**EXERCISE DIRECTIONS**
Reproduce the forum thread about this inequality from "A: You should" up to and including "better to do.", substituting "growing" for every occurrence of "increasing".

**SELECTED PASSAGE**
How to resolve $n>(1+\frac{1}{n})^n$? I'm trying to prove that $\forall n\geq 3, n^{n+1}>(n+1)^n$. I came that this is true for $n>(1+\frac{1}{n})^n$. WolphramAlpha gives $n>2.293166...$ but I failed to compute it analytically.
 A: You should know that $(1+\frac1n)^n$ is an increasing sequence and its limit is $e<3$.
So, for $n \ge 3$ you have
$$\left( 1+\frac1n \right)^n \le e < 3 \le n$$
A: Crostul's solution is probably the most straightforward way to go about it, but I'm going to do some induction because I probably have nothing better to do.
Base Case: When $n = 3$, $n > \left(1 + \frac{1}{n}\right)^n$ since $3 > \frac{64}{27}$.
Inductive Step: Suppose that $n > \left(1 + \frac{1}{n}\right)^n$. We wish to show that $n + 1 > \left(1 + \frac{1}{n+1}\right)^{n+1}$.
Notice that with $n \ge 3$, we have $1 + \frac{1}{n+1} < 1 + \frac{1}{n}$.
Thus, if $n > \left(1 + \frac{1}{n}\right)^n$, then clearly $n > \left(1 + \frac{1}{n+1}\right)^n$.
It follows that $n\left(1 + \frac{1}{n}\right) > \left(1 + \frac{1}{n+1}\right)^n\left(1 + \frac{1}{n}\right) \Longleftrightarrow n+1 > \left(1 + \frac{1}{n+1}\right)^n\left(1 + \frac{1}{n}\right)$
We see that since $1 + \frac{1}{n+1} < 1 + \frac{1}{n}$, we have $\left(1 + \frac{1}{n+1}\right)^n\left(1 + \frac{1}{n}\right) > \left(1 + \frac{1}{n+1}\right)^{n+1}$. 
Therefore, $n + 1 > \left(1 + \frac{1}{n+1}\right)^{n+1}$.

**DATA SUPPLIED**
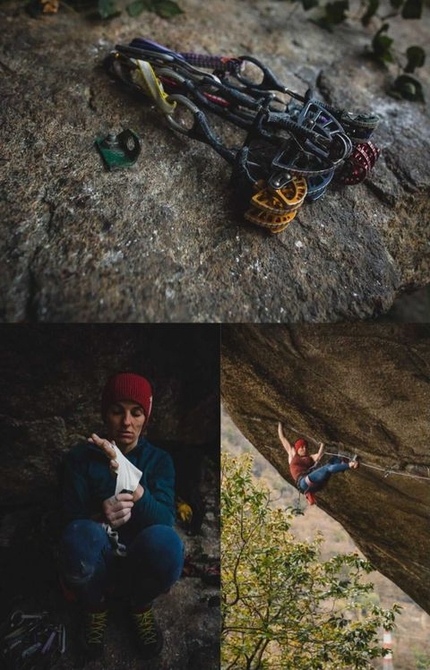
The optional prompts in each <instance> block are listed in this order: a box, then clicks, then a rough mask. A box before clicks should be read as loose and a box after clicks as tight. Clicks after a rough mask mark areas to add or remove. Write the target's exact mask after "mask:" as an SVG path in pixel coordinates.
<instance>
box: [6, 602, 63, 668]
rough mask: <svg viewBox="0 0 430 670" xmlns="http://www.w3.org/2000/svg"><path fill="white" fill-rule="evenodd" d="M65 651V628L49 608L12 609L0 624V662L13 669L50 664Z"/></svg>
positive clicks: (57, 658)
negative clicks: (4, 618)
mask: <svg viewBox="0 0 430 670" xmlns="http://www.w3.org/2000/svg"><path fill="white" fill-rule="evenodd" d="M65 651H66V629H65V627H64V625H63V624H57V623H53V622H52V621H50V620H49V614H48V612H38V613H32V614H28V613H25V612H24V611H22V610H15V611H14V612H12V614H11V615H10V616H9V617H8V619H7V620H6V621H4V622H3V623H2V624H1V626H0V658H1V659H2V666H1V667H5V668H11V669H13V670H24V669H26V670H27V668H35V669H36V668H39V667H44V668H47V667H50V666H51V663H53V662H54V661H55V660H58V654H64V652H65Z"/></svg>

==

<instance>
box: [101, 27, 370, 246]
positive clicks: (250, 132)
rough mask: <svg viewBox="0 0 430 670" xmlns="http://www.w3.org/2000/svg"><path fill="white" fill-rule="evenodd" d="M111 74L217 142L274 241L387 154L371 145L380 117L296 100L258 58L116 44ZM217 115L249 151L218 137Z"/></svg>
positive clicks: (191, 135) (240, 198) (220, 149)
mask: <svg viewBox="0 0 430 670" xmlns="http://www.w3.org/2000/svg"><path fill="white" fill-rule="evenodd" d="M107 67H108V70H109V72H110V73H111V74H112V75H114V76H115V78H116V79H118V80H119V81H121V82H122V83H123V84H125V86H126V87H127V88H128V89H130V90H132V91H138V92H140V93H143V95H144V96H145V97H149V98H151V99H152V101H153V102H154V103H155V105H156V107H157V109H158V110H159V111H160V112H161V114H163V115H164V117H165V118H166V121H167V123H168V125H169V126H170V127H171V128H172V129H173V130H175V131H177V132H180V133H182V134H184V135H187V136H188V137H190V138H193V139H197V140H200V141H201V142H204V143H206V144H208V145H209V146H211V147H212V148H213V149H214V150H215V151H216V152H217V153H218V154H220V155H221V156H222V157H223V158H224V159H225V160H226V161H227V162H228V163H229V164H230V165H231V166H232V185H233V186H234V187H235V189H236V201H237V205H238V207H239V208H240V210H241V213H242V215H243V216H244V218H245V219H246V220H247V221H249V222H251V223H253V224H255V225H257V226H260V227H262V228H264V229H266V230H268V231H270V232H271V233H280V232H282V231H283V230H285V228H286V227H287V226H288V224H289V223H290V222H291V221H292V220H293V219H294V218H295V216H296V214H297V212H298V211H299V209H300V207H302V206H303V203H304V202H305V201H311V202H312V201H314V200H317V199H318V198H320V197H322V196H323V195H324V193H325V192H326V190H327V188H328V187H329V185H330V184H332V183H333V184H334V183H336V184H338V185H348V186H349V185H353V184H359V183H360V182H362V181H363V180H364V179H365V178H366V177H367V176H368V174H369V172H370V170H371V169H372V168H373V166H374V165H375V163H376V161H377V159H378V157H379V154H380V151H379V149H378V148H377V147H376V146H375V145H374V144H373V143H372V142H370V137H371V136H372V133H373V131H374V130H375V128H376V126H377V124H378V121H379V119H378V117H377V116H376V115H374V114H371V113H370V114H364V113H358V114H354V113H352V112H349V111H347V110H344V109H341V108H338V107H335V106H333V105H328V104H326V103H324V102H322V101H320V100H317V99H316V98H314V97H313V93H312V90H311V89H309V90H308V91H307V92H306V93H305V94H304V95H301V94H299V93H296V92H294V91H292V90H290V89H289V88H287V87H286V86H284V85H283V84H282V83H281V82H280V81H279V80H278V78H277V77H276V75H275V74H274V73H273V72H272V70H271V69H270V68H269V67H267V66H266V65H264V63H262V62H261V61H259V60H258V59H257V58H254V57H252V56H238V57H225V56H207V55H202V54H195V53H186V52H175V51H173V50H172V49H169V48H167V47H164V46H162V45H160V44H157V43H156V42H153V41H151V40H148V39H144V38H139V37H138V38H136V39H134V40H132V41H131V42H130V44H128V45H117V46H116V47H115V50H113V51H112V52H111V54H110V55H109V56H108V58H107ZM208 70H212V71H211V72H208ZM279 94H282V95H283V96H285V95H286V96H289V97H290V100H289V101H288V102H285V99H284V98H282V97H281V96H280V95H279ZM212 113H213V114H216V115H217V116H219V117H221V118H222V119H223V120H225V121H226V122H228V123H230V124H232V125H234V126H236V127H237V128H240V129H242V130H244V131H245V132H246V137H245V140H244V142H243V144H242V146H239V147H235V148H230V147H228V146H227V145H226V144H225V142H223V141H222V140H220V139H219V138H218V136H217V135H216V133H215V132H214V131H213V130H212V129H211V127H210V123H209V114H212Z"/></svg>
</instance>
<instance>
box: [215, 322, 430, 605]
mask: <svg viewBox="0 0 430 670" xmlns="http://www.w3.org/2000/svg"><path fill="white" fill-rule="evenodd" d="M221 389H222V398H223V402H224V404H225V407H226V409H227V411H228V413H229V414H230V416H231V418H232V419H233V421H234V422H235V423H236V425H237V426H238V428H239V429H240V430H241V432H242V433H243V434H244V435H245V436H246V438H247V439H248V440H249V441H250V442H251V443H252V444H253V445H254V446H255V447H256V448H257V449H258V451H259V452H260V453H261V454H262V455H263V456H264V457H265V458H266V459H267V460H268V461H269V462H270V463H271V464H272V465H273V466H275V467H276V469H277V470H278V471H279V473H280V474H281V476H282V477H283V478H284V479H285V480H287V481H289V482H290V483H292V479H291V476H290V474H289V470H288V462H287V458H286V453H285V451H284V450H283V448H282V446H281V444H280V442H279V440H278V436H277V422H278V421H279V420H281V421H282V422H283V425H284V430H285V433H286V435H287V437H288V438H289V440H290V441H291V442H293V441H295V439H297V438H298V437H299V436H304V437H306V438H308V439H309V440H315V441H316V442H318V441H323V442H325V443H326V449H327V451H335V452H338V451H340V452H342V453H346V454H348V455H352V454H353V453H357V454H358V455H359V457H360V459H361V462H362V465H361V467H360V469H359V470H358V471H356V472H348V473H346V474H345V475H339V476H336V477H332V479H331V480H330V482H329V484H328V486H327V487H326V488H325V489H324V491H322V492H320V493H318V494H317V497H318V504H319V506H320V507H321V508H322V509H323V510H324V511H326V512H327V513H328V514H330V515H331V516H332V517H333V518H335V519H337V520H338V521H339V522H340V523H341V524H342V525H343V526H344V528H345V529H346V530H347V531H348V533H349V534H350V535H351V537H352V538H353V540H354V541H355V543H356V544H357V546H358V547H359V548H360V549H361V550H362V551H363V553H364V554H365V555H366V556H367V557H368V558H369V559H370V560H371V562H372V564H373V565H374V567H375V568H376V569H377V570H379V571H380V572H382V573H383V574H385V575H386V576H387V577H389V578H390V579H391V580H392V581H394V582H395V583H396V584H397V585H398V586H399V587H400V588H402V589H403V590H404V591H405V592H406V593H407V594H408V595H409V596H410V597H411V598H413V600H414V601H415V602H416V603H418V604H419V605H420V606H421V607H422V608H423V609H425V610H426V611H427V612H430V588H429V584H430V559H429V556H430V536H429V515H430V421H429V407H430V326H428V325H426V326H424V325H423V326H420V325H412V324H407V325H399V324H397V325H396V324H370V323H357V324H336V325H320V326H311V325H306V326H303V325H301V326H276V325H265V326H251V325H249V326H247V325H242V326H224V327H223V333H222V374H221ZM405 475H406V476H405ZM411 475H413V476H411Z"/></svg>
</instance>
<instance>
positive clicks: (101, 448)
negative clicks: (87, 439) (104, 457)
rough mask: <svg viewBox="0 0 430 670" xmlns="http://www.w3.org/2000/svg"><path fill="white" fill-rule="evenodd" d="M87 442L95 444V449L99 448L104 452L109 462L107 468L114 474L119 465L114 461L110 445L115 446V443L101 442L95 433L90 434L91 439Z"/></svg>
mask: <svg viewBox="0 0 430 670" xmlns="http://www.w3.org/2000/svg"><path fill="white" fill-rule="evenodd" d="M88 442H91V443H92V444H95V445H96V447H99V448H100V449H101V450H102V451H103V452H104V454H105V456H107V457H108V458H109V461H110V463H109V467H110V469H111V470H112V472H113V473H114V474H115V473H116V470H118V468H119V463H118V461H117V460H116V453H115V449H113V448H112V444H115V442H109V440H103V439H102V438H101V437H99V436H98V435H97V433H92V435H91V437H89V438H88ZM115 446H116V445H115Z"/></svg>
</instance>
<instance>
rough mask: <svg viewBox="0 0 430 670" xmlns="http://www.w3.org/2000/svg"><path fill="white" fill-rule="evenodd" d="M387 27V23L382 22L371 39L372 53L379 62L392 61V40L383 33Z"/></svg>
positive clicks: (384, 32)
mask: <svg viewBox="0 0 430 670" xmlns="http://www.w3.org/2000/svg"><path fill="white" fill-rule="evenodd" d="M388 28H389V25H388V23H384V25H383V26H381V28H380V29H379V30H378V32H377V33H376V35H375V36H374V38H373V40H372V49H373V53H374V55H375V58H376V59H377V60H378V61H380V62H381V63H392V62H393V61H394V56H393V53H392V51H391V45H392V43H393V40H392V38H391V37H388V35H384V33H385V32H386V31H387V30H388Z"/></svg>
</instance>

---

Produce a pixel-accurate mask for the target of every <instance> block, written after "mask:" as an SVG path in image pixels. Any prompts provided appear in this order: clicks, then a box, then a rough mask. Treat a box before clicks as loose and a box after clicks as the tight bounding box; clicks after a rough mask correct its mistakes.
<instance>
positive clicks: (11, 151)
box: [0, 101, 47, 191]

**EXERCISE RESULT**
A: You should know that $(1+\frac1n)^n$ is an growing sequence and its limit is $e<3$.
So, for $n \ge 3$ you have
$$\left( 1+\frac1n \right)^n \le e < 3 \le n$$
A: Crostul's solution is probably the most straightforward way to go about it, but I'm going to do some induction because I probably have nothing better to do.